Task prompt:
Give back, unaltered, the lines from the one with "For every instance of the ribbed" to the end of the material, omitting pictures.

Extracted material:
◇ ◇ ◇

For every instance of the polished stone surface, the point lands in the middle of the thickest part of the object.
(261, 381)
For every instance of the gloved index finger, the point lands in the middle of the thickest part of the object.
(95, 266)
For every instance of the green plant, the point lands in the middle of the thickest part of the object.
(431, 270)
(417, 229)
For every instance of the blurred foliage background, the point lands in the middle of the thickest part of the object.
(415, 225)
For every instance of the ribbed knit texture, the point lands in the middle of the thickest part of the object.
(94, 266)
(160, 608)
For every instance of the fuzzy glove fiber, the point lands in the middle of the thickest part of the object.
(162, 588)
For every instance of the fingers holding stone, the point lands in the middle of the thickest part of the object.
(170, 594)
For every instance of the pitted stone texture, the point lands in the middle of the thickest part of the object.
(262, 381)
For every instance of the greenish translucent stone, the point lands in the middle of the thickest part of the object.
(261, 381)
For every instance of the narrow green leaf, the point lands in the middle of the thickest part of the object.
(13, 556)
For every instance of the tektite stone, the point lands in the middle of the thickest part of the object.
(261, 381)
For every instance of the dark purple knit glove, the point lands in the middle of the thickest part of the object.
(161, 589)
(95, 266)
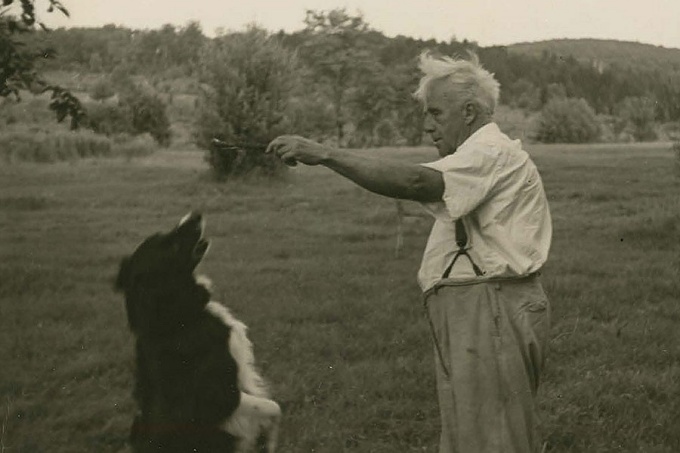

◇ ◇ ◇

Response box:
For every instance of the ribbed knit texture, the point lands in the middle of the thickest part of the object.
(94, 266)
(160, 608)
For every instance of the fuzzy glove fiber, the point lands in the middle of the thickest part of the object.
(162, 588)
For every instance of the fingers holding stone, the point lands in the middle of the thickest part of the object.
(170, 594)
For every instance of the pitted stone texture, the point lands in the middle of the thickest part of the object.
(262, 381)
For every instance of the greenish translucent stone, the point lands in the middle of the thickest part of the object.
(261, 381)
For every instance of the narrow green leaf, the point lands in the middle of the thickest part of the object.
(13, 556)
For every instance of the tektite stone, the point lands in the middle of the thickest part of the object.
(261, 381)
For every instance of the dark purple knit glove, the point lands in the middle of the thickest part of the object.
(161, 589)
(95, 266)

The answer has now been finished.